● **PROBLEM**
Can you give all the records again without altering a single character?
##### STORED RECORDS
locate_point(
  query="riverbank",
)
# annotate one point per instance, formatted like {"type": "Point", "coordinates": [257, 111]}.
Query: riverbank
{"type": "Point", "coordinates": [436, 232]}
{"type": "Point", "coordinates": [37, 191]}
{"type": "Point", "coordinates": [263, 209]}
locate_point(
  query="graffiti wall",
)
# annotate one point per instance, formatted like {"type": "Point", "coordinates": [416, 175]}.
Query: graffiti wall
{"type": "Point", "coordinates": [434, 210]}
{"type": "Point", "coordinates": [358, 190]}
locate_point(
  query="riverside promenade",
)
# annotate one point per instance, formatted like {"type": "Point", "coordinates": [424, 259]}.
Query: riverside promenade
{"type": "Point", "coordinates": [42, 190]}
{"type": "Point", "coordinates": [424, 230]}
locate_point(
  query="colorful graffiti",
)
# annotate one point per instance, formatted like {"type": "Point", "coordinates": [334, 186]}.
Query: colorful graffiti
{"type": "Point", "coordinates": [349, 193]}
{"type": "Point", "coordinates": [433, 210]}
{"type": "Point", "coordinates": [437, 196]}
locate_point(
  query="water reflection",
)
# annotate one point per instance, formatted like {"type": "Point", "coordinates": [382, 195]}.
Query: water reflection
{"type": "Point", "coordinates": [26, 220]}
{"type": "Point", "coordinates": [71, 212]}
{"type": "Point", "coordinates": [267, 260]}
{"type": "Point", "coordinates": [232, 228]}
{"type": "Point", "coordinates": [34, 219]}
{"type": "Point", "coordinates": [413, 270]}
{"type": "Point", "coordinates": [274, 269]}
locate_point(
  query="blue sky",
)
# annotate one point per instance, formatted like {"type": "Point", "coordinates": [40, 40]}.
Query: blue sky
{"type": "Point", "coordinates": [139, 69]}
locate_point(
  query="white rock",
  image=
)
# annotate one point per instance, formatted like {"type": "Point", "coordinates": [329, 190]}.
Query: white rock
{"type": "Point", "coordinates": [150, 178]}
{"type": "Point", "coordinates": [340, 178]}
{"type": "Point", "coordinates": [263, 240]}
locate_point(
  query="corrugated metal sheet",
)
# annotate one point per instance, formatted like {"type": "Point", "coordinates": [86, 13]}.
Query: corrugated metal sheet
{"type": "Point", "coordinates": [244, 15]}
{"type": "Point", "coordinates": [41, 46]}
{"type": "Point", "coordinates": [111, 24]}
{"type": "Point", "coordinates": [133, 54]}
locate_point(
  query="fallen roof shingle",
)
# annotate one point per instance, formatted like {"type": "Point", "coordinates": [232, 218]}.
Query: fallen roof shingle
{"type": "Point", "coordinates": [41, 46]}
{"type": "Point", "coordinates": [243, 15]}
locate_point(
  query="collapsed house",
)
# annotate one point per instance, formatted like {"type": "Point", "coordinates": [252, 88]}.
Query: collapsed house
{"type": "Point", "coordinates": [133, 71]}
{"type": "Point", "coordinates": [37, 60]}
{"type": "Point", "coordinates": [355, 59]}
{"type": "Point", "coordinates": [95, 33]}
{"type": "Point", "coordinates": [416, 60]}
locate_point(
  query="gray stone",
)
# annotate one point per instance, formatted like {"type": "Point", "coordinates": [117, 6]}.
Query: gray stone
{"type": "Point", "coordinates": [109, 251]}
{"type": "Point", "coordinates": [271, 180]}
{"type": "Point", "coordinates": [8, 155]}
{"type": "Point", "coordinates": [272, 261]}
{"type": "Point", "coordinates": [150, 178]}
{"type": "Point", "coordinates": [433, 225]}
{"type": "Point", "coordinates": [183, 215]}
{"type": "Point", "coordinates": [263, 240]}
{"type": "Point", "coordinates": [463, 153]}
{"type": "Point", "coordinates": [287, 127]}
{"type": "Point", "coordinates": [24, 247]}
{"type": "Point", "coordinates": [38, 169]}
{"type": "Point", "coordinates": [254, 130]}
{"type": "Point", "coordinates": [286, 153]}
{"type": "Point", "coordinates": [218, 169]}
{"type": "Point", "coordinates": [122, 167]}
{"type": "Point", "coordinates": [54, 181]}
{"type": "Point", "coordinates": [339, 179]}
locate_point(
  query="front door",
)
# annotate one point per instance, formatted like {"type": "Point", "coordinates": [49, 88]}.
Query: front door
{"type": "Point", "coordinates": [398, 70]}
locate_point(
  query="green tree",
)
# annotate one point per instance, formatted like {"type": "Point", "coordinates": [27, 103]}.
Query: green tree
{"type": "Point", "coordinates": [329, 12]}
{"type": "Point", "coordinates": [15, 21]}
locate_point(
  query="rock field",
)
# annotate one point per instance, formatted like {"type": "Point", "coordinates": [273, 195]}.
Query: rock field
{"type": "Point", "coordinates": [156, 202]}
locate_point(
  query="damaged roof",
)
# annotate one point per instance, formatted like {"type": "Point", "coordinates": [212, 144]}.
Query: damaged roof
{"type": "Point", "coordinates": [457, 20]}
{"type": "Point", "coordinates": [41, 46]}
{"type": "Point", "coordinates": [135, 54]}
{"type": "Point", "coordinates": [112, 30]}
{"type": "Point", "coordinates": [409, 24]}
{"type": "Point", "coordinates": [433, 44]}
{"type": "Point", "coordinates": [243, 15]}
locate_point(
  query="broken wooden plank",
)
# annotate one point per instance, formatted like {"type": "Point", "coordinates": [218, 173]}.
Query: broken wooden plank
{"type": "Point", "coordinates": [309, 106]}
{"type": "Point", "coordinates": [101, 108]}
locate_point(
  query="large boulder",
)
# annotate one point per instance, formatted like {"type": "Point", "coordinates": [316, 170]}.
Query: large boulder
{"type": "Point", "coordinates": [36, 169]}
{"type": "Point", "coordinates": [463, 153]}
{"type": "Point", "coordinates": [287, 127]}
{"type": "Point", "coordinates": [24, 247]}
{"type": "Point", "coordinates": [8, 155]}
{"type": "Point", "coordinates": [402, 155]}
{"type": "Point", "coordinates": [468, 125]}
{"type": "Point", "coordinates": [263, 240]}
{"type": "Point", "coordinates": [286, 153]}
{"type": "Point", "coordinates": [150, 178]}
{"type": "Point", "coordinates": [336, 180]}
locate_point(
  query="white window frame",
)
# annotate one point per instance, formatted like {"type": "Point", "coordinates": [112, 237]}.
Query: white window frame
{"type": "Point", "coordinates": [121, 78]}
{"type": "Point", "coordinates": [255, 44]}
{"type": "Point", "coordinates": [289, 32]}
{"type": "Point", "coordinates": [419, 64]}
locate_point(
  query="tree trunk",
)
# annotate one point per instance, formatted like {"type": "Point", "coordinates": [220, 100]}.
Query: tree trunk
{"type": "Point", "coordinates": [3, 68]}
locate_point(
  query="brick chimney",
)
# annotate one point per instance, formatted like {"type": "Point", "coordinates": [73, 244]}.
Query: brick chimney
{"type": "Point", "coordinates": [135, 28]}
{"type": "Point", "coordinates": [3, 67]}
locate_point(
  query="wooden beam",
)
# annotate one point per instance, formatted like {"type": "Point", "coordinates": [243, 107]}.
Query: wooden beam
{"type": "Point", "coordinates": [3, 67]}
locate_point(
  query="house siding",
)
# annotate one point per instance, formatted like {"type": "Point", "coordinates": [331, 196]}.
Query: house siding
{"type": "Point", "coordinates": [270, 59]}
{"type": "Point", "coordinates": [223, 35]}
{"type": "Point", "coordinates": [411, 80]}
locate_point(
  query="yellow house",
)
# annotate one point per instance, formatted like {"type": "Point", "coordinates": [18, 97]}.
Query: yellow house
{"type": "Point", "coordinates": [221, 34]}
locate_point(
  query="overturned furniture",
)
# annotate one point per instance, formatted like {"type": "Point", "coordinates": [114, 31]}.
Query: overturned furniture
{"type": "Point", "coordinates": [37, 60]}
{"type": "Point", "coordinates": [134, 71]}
##########
● **CORRECT OUTPUT**
locate_point(
  query="riverbank",
)
# annotate one point per instance, formatted like {"type": "Point", "coordinates": [257, 111]}.
Query: riverbank
{"type": "Point", "coordinates": [436, 232]}
{"type": "Point", "coordinates": [37, 191]}
{"type": "Point", "coordinates": [263, 209]}
locate_point(
  query="graffiti wall",
)
# annotate one point per instance, formatted like {"type": "Point", "coordinates": [416, 175]}.
Query: graffiti wall
{"type": "Point", "coordinates": [434, 210]}
{"type": "Point", "coordinates": [358, 190]}
locate_point(
  query="riverside promenade",
)
# annotate one point per instance, formatted like {"type": "Point", "coordinates": [424, 259]}.
Query: riverside promenade
{"type": "Point", "coordinates": [42, 190]}
{"type": "Point", "coordinates": [424, 230]}
locate_point(
  query="colorful graffiti",
)
# annotate one point per instance, formatted like {"type": "Point", "coordinates": [334, 186]}.
Query: colorful graffiti
{"type": "Point", "coordinates": [349, 193]}
{"type": "Point", "coordinates": [433, 210]}
{"type": "Point", "coordinates": [437, 196]}
locate_point(
  query="water reflection",
)
# annotate one point per instance, formatted like {"type": "Point", "coordinates": [382, 195]}.
Query: water reflection
{"type": "Point", "coordinates": [26, 220]}
{"type": "Point", "coordinates": [71, 212]}
{"type": "Point", "coordinates": [267, 260]}
{"type": "Point", "coordinates": [232, 228]}
{"type": "Point", "coordinates": [34, 219]}
{"type": "Point", "coordinates": [413, 270]}
{"type": "Point", "coordinates": [274, 269]}
locate_point(
  query="blue sky",
)
# annotate one point per instance, formatted like {"type": "Point", "coordinates": [40, 40]}.
Query: blue sky
{"type": "Point", "coordinates": [139, 69]}
locate_point(
  query="white rock",
  image=
)
# annotate one point per instance, formatted like {"type": "Point", "coordinates": [329, 190]}.
Query: white rock
{"type": "Point", "coordinates": [150, 178]}
{"type": "Point", "coordinates": [340, 178]}
{"type": "Point", "coordinates": [263, 240]}
locate_point(
  query="corrugated metal sheet",
)
# annotate one point per instance, formatted like {"type": "Point", "coordinates": [86, 13]}.
Query: corrugated metal sheet
{"type": "Point", "coordinates": [244, 15]}
{"type": "Point", "coordinates": [41, 46]}
{"type": "Point", "coordinates": [111, 24]}
{"type": "Point", "coordinates": [133, 54]}
locate_point(
  query="fallen roof shingle",
)
# annotate one point per instance, formatted like {"type": "Point", "coordinates": [232, 218]}.
Query: fallen roof shingle
{"type": "Point", "coordinates": [41, 46]}
{"type": "Point", "coordinates": [243, 15]}
locate_point(
  query="collapsed house",
)
# annotate one point per instance, formatted like {"type": "Point", "coordinates": [252, 88]}.
Query: collapsed house
{"type": "Point", "coordinates": [133, 71]}
{"type": "Point", "coordinates": [37, 60]}
{"type": "Point", "coordinates": [355, 59]}
{"type": "Point", "coordinates": [95, 33]}
{"type": "Point", "coordinates": [416, 60]}
locate_point(
  query="gray stone",
)
# annotate one point per instance, formatted like {"type": "Point", "coordinates": [117, 6]}.
Query: gray stone
{"type": "Point", "coordinates": [109, 251]}
{"type": "Point", "coordinates": [271, 180]}
{"type": "Point", "coordinates": [8, 155]}
{"type": "Point", "coordinates": [272, 261]}
{"type": "Point", "coordinates": [150, 178]}
{"type": "Point", "coordinates": [433, 225]}
{"type": "Point", "coordinates": [183, 215]}
{"type": "Point", "coordinates": [263, 240]}
{"type": "Point", "coordinates": [463, 153]}
{"type": "Point", "coordinates": [287, 127]}
{"type": "Point", "coordinates": [24, 247]}
{"type": "Point", "coordinates": [38, 169]}
{"type": "Point", "coordinates": [254, 130]}
{"type": "Point", "coordinates": [286, 153]}
{"type": "Point", "coordinates": [218, 169]}
{"type": "Point", "coordinates": [122, 167]}
{"type": "Point", "coordinates": [54, 181]}
{"type": "Point", "coordinates": [339, 179]}
locate_point(
  query="front door",
)
# annotate one point per instance, formatted like {"type": "Point", "coordinates": [49, 88]}.
Query: front door
{"type": "Point", "coordinates": [398, 70]}
locate_point(
  query="green tree",
)
# annotate one point per instance, formatted like {"type": "Point", "coordinates": [27, 103]}.
Query: green tree
{"type": "Point", "coordinates": [329, 12]}
{"type": "Point", "coordinates": [15, 21]}
locate_point(
  query="rock field",
)
# annotate one point per instance, formatted like {"type": "Point", "coordinates": [273, 195]}.
Query: rock field
{"type": "Point", "coordinates": [156, 202]}
locate_point(
  query="damaged roof",
)
# annotate one point per instance, formatted like {"type": "Point", "coordinates": [212, 144]}.
Query: damaged roof
{"type": "Point", "coordinates": [457, 20]}
{"type": "Point", "coordinates": [41, 46]}
{"type": "Point", "coordinates": [135, 54]}
{"type": "Point", "coordinates": [112, 30]}
{"type": "Point", "coordinates": [409, 24]}
{"type": "Point", "coordinates": [433, 44]}
{"type": "Point", "coordinates": [243, 15]}
locate_point(
  query="broken wooden plank",
)
# annotate one point per instance, formatted like {"type": "Point", "coordinates": [218, 173]}.
Query: broken wooden plank
{"type": "Point", "coordinates": [309, 106]}
{"type": "Point", "coordinates": [101, 108]}
locate_point(
  query="large boulder",
)
# annotate one point per instance, formatted like {"type": "Point", "coordinates": [316, 170]}.
Query: large boulder
{"type": "Point", "coordinates": [36, 169]}
{"type": "Point", "coordinates": [463, 153]}
{"type": "Point", "coordinates": [287, 127]}
{"type": "Point", "coordinates": [24, 247]}
{"type": "Point", "coordinates": [8, 155]}
{"type": "Point", "coordinates": [402, 155]}
{"type": "Point", "coordinates": [468, 125]}
{"type": "Point", "coordinates": [263, 240]}
{"type": "Point", "coordinates": [286, 153]}
{"type": "Point", "coordinates": [150, 178]}
{"type": "Point", "coordinates": [336, 180]}
locate_point(
  query="white window frame",
)
# annotate one point per instance, formatted like {"type": "Point", "coordinates": [112, 237]}.
Query: white window frame
{"type": "Point", "coordinates": [121, 78]}
{"type": "Point", "coordinates": [255, 44]}
{"type": "Point", "coordinates": [289, 32]}
{"type": "Point", "coordinates": [419, 64]}
locate_point(
  query="tree trunk",
)
# annotate one point per instance, formatted like {"type": "Point", "coordinates": [220, 100]}.
Query: tree trunk
{"type": "Point", "coordinates": [3, 68]}
locate_point(
  query="brick chimney",
)
# annotate one point per instance, formatted like {"type": "Point", "coordinates": [73, 244]}.
Query: brick chimney
{"type": "Point", "coordinates": [135, 28]}
{"type": "Point", "coordinates": [3, 67]}
locate_point(
  query="wooden beam",
)
# annotate one point per instance, formatted like {"type": "Point", "coordinates": [243, 107]}.
Query: wooden beam
{"type": "Point", "coordinates": [3, 67]}
locate_point(
  query="house siding",
)
# annotate one point per instance, formatted like {"type": "Point", "coordinates": [331, 196]}.
Query: house siding
{"type": "Point", "coordinates": [270, 59]}
{"type": "Point", "coordinates": [223, 35]}
{"type": "Point", "coordinates": [411, 80]}
locate_point(
  query="yellow house",
)
# annotate one point per instance, formatted like {"type": "Point", "coordinates": [18, 97]}.
Query: yellow house
{"type": "Point", "coordinates": [221, 34]}
locate_point(
  query="overturned furniture",
)
# annotate one point per instance, formatted like {"type": "Point", "coordinates": [114, 31]}.
Query: overturned furniture
{"type": "Point", "coordinates": [37, 60]}
{"type": "Point", "coordinates": [134, 71]}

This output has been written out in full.